- **Your task**
Copy the records below line for line, without any change, leaving out the pictures.

— START OF Extracted entries —

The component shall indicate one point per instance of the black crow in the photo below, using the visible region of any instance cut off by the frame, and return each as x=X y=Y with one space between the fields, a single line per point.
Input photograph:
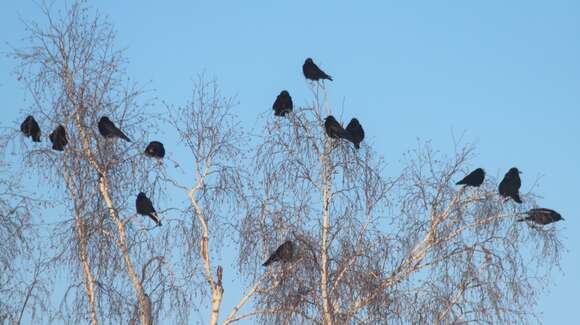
x=542 y=216
x=355 y=132
x=510 y=185
x=312 y=71
x=108 y=129
x=283 y=104
x=283 y=253
x=58 y=138
x=334 y=129
x=475 y=178
x=30 y=128
x=155 y=149
x=145 y=208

— END OF Extracted entries —

- **Task result**
The component shall indicate one point per instance of the black crow in the photo below, using the visible region of any instance cut off by the frame, and return each as x=X y=Y with one space between the fields, a single line per point.
Input photograph:
x=542 y=216
x=355 y=132
x=510 y=185
x=312 y=71
x=108 y=129
x=283 y=104
x=283 y=253
x=58 y=138
x=334 y=129
x=475 y=178
x=30 y=128
x=155 y=149
x=145 y=208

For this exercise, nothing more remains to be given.